=== AIM A ===
Name every person who appears by name in the passage below about the building chosen for the new JWP office.

=== PAGE EXTRACT ===
· · ·
The right bank of the Vistula River has huge potential – it is the direction in which Warsaw will develop in the areas of culture, science and business. Having an office here, in the vicinity of SWPS University, the iconic Soho neighbourhood and Sinfonia Varsovia is something exceptional. It is this location that has been chosen for the new Warsaw office of JWP Patent and Trademark Attorneys.
The corner of Mińska and Podskarbińska Streets has its own history. In the years 1949-1950, a three-storey office building, as designed by Stanisław Zaleski and Jerzy Brandysiewicz, was built here. It constituted a part of an extensive complex of buildings of one of the largest Polish printing houses Zakłady Poligraficzne im. Rewolucji Październikowej (the October Revolution Printing Works). It housed offices and a kindergarten for employees’ children. The building, designed in a modernist style characteristic of the 1950s, is decorated with an original sgraffito of a griffin – a symbol of printers – placed on the façade.
Following the closing of the printing house, its former buildings began to fall into ruin. Some of them were demolished and a modern housing estate was built in their place. The office building at 75 Mińska Street, under the care of a heritage conservator, awaited a new owner and investor.
Dorota Rzążewska recalls the beginning of work on the new JWP office: “I was shown a building in a state of ruin, requiring a complete renovation, burned out inside. I was also told that it was entered in the register of historical monuments… There were many arguments that discouraged me from investing in it. However, I remember the moment when I was standing vis a vis the staircase and looked at it. It delighted me, the space, the stairs… It is indeed a historic building, and the 1950s in Warsaw’s architecture were fascinating. I thought it would be worthwhile to have it restored to public space and create a modern office for our law firm in those historical interiors.
· · ·
=== TASK INPUT ===
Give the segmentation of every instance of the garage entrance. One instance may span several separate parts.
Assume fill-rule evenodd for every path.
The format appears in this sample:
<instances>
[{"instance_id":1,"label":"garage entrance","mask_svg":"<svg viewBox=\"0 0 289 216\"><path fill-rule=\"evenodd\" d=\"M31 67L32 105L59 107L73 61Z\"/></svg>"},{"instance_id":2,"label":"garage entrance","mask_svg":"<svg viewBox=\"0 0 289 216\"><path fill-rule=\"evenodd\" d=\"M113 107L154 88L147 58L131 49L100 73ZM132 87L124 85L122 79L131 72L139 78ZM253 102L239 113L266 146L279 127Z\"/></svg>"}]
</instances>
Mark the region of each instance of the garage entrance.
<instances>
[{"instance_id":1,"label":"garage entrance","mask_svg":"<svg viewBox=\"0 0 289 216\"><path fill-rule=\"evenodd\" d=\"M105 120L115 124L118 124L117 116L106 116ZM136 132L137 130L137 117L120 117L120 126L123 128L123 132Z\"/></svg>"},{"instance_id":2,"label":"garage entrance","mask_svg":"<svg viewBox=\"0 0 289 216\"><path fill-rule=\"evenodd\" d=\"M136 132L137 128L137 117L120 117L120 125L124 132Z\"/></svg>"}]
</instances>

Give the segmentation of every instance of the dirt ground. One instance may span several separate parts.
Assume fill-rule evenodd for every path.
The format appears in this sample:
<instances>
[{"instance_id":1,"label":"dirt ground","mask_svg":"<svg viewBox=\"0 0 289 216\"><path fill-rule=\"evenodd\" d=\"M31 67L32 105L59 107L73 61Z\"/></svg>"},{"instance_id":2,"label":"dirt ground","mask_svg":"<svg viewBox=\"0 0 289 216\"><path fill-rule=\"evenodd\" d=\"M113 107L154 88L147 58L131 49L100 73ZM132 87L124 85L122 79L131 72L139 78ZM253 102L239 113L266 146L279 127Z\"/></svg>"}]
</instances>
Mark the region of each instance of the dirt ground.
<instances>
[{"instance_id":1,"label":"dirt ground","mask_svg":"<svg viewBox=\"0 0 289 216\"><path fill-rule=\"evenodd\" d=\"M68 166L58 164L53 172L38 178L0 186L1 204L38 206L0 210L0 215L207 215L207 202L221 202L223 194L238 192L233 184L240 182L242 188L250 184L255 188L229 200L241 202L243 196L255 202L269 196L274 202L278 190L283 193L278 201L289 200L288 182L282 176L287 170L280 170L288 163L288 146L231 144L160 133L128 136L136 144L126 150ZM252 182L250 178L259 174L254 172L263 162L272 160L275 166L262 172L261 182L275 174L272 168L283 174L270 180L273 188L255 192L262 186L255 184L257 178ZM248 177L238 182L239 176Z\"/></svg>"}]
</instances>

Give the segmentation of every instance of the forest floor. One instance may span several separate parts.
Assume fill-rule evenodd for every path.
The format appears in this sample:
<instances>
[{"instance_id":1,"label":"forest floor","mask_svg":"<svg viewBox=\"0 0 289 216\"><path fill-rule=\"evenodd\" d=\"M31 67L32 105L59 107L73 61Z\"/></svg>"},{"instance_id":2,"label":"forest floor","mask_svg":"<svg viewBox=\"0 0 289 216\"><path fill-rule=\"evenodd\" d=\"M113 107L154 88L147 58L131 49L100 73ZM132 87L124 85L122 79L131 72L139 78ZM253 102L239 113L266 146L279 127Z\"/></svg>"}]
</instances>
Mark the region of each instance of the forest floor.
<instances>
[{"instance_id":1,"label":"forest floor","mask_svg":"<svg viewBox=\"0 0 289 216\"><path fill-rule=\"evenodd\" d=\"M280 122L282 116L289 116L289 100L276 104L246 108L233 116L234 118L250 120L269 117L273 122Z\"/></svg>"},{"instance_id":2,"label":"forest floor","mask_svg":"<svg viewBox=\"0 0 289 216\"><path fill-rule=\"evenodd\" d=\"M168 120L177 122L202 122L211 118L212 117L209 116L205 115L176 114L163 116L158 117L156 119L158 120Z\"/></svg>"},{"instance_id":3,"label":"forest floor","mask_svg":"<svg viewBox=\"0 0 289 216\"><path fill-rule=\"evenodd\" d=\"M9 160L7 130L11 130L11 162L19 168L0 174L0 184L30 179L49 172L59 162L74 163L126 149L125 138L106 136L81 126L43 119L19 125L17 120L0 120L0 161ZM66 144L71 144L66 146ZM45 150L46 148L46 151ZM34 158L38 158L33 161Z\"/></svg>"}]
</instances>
· · ·
=== AIM B ===
List every line of the entries above that contains the string "span", matching case exactly.

=== COMPLETE OUTPUT A ===
Stanisław Zaleski, Jerzy Brandysiewicz, Dorota Rzążewska

=== COMPLETE OUTPUT B ===
Give the segmentation of every instance of the garage entrance. One instance may span several separate parts.
Give the segmentation of every instance of the dirt ground. One instance may span several separate parts.
Give the segmentation of every instance of the forest floor. One instance may span several separate parts.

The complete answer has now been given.